Required actions:
1/ Answer these questions about the interview on automated testing for M2 Eclipse:
(a) Which company brought Rich Seddon on?
(b) For what product is he producing a set of automated tests?
(c) What three things does he verify along the way as the harness drives the UI?
2/ Echo the part of the interview on automated testing for M2 Eclipse that opens with the words "Tim O’Brien: So, Rich" and closes with "can possibly handle.". Reproduce it word for word.

Tim O’Brien: So, Rich could you introduce yourself?

Rich Seddon: Yeah, my name is Rich Seddon and I’ve been brought on at Sonatype for the purpose of producing a set of automated tests for the M2 Eclipse Product and the reason for doing this is that there’s a lot of performance improvements and bugs that we want to fix. But if we don’t have the automated test in place we won’t know if we’re breaking things. And it’s got to be automated because of the number of platforms that we support and the number of operating systems that we run on is very large and the manual testing process is really much, much more than a small company can possibly handle.

TO: So, can you give me a sense of what’s the difference between what you do and something like a basic JUnit test.

RS: Well, what I’m actually doing here is a full set of system tests for M2 eclipse so I actually in the test harness bring up the M2 eclipse on various platforms and drive the UI through a set of scenarios and verify along the way that no errors have occurred and that the state of the UI is as expected and the state of the project under test is as expected….you might say that what I’m doing is trying to capture, in an automated fashion, the types of usage that our users will actually go through from day to day.

[Position annotation entries]

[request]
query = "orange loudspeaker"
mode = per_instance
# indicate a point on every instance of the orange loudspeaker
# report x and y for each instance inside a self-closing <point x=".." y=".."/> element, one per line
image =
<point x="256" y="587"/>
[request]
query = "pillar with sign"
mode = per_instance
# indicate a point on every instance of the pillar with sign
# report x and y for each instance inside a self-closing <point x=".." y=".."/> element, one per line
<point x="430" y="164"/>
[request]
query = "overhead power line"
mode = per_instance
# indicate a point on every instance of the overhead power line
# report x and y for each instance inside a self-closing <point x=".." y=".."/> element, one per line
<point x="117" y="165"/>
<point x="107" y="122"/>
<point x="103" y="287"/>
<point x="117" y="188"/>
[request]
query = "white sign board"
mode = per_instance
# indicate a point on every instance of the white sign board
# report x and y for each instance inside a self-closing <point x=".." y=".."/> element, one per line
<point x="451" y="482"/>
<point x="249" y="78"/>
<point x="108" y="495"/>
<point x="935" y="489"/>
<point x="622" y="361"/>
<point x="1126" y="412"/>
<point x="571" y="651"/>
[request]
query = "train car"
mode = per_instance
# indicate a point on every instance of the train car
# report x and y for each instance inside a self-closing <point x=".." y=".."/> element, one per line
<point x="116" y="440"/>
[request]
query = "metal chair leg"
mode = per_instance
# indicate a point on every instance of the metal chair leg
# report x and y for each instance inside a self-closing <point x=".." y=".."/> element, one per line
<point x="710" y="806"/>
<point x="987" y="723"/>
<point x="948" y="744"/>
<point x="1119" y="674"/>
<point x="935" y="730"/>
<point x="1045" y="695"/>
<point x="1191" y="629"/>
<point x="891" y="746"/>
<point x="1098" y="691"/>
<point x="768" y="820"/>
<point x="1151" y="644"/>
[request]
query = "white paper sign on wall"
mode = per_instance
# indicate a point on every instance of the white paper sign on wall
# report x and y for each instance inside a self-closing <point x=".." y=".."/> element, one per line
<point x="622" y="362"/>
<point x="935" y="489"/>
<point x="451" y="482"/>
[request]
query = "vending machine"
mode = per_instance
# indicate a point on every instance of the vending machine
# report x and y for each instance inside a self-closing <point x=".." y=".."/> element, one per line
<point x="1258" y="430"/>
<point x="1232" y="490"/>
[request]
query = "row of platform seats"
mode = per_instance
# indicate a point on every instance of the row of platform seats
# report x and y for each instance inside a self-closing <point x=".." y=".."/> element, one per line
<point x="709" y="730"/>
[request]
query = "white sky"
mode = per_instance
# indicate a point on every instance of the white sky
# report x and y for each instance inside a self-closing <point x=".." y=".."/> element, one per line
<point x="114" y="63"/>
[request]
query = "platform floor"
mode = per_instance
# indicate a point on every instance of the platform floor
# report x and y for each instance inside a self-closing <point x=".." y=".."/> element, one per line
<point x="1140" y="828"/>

Responses per task:
1/
(a) Sonatype
(b) The M2 Eclipse Product
(c) That no errors have occurred, that the state of the UI is as expected, and that the state of the project under test is as expected

2/
Tim O’Brien: So, Rich could you introduce yourself?

Rich Seddon: Yeah, my name is Rich Seddon and I’ve been brought on at Sonatype for the purpose of producing a set of automated tests for the M2 Eclipse Product and the reason for doing this is that there’s a lot of performance improvements and bugs that we want to fix. But if we don’t have the automated test in place we won’t know if we’re breaking things. And it’s got to be automated because of the number of platforms that we support and the number of operating systems that we run on is very large and the manual testing process is really much, much more than a small company can possibly handle.